Drop the pictures, then extract the listing word for word.
+--
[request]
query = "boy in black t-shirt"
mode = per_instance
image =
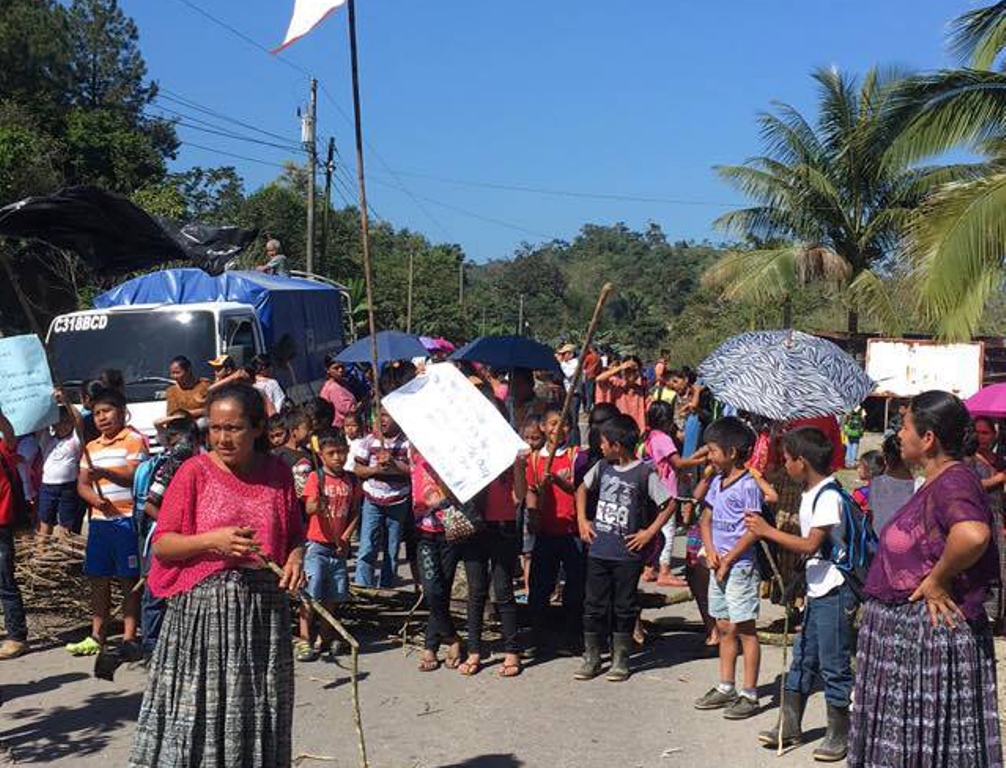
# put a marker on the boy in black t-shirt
(632, 506)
+--
→ **RESULT FOR THIS TASK**:
[request]
query = "boy in black t-shirt"
mode = per_instance
image =
# put a marker on the boy in black t-shirt
(632, 506)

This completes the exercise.